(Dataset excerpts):
-.-.-

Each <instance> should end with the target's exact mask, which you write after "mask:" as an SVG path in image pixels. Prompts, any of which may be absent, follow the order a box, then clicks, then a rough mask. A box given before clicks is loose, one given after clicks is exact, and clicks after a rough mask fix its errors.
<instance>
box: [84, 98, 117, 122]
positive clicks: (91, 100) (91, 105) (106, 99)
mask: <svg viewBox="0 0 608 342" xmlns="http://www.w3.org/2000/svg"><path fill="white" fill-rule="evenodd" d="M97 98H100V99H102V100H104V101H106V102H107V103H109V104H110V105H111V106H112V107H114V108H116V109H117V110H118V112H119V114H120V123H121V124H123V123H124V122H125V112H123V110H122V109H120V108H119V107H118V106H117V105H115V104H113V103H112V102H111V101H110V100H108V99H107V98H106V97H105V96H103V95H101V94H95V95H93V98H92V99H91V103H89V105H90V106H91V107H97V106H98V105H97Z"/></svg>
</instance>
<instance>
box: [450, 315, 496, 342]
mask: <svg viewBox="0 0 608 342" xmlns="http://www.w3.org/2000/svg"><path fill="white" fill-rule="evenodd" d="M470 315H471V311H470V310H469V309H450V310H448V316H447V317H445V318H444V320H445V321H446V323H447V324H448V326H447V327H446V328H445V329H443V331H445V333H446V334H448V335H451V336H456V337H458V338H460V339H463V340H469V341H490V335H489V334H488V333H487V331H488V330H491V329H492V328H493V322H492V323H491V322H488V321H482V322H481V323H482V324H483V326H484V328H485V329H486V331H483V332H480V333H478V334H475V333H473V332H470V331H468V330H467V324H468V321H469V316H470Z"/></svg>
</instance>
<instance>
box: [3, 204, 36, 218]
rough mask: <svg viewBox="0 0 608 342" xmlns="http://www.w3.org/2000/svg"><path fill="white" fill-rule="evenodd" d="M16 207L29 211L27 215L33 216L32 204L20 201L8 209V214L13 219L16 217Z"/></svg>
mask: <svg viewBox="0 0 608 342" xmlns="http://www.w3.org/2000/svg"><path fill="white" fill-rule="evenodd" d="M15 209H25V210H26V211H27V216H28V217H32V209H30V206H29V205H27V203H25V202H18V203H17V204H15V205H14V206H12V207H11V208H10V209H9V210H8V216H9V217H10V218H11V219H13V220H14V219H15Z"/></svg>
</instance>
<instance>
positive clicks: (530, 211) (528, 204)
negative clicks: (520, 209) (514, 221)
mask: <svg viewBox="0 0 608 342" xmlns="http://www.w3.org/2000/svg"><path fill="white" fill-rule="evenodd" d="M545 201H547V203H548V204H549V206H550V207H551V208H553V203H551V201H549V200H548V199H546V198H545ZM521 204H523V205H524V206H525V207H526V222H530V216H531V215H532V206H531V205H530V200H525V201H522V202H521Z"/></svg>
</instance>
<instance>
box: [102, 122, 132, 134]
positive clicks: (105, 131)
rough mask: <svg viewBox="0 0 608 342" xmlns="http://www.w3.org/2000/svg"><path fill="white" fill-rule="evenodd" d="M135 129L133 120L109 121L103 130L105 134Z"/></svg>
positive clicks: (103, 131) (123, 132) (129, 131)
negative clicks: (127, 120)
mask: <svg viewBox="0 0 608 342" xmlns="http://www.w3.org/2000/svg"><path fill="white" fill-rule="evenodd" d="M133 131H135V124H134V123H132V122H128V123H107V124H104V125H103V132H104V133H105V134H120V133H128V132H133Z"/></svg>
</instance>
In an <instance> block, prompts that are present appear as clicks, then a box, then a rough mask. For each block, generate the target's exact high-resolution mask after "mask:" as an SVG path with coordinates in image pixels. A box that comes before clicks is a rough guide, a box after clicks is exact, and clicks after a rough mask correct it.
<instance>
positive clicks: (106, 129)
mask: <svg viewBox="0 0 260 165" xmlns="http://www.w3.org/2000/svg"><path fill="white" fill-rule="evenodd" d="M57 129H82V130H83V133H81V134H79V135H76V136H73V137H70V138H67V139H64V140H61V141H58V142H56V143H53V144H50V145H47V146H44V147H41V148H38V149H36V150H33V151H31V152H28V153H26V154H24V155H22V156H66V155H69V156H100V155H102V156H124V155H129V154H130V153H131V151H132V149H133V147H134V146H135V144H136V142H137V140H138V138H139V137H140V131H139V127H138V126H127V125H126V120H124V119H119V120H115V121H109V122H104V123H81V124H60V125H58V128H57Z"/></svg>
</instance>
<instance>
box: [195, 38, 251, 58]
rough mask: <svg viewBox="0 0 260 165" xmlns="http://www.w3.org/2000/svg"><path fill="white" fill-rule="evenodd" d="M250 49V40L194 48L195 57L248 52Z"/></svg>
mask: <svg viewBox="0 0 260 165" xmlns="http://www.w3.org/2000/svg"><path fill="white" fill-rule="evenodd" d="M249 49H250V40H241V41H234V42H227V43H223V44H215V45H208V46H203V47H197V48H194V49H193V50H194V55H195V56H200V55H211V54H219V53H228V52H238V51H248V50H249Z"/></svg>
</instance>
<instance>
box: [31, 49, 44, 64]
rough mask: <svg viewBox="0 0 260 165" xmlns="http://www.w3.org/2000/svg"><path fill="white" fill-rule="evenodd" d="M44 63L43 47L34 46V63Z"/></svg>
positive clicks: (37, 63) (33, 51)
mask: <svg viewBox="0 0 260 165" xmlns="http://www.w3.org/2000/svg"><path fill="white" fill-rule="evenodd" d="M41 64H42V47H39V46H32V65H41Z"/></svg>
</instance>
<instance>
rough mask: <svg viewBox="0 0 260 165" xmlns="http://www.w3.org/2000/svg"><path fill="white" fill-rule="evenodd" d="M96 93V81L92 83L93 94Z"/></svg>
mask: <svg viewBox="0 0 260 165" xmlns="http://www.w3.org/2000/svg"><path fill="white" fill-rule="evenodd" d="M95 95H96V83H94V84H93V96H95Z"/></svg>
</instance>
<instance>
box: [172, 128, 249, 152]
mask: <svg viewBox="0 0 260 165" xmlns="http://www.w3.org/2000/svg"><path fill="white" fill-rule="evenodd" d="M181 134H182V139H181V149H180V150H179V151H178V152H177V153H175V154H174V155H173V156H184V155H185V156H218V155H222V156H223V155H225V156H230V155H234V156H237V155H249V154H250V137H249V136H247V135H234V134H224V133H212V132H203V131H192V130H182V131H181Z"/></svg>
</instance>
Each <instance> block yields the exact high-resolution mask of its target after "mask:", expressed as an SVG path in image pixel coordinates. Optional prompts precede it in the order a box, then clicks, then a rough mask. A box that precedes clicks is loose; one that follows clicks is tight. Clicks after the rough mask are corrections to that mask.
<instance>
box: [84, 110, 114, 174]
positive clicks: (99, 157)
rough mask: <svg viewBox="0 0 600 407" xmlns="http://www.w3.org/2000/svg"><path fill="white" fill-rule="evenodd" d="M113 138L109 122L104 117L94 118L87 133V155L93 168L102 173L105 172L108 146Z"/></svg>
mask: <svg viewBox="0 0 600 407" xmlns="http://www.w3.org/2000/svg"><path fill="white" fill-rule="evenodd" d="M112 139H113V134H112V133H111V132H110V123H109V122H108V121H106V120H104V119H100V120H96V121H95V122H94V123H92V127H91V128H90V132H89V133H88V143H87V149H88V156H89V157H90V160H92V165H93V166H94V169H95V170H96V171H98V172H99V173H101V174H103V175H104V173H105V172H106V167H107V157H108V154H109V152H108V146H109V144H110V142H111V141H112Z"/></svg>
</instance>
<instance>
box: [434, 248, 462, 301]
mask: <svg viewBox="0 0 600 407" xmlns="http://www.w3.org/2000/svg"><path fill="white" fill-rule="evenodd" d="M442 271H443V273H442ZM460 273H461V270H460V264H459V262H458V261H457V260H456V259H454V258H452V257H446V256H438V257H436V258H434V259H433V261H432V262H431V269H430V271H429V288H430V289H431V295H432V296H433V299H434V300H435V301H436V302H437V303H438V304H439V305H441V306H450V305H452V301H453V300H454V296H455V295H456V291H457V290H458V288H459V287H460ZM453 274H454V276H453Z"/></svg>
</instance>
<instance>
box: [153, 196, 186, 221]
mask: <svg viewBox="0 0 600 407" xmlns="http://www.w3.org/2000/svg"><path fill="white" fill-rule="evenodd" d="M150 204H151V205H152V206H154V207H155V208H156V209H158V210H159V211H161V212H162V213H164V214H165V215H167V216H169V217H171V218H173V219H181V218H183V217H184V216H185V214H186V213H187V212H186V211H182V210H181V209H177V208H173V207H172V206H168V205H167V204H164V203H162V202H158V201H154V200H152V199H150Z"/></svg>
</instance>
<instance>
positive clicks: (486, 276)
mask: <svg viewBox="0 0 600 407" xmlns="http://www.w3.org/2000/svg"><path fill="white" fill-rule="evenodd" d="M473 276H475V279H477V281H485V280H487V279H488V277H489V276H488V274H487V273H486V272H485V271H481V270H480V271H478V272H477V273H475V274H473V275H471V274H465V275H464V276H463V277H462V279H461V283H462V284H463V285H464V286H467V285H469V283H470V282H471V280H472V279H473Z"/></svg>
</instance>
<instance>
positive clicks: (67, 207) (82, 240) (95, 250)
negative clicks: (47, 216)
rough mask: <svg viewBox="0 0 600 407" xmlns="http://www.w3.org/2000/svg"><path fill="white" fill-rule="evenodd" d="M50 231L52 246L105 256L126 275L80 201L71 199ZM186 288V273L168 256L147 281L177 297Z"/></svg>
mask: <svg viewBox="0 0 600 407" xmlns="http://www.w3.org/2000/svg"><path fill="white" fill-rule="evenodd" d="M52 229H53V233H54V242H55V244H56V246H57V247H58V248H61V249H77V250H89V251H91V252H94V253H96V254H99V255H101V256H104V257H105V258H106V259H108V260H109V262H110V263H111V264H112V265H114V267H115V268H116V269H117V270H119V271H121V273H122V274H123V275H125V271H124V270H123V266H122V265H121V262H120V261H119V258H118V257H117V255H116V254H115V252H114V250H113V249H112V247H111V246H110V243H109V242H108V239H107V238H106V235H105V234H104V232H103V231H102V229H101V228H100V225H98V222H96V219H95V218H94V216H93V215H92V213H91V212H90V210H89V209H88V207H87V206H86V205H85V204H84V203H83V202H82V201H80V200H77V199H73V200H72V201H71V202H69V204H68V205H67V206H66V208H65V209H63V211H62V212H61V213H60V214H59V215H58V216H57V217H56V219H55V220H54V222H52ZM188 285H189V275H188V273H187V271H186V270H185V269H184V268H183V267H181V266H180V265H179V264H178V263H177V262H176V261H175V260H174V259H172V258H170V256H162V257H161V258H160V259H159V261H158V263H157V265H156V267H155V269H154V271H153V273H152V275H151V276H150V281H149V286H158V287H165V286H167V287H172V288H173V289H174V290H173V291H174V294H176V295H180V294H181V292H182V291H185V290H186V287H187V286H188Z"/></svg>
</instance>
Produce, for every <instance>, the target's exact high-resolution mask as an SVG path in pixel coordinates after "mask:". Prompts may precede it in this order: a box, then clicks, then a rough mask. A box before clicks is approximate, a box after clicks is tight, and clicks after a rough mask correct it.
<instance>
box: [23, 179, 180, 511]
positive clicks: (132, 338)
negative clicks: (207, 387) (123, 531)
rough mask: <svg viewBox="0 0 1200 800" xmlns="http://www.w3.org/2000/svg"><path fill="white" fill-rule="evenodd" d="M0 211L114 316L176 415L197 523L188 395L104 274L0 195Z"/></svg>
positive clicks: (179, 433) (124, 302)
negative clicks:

-.-.-

(TASK): In the data above, locate every line that contains the word "negative" and copy each of those lines.

(RESULT):
negative clicks: (520, 209) (514, 221)
negative clicks: (127, 120)
negative clicks: (47, 216)
negative clicks: (207, 387) (123, 531)
negative clicks:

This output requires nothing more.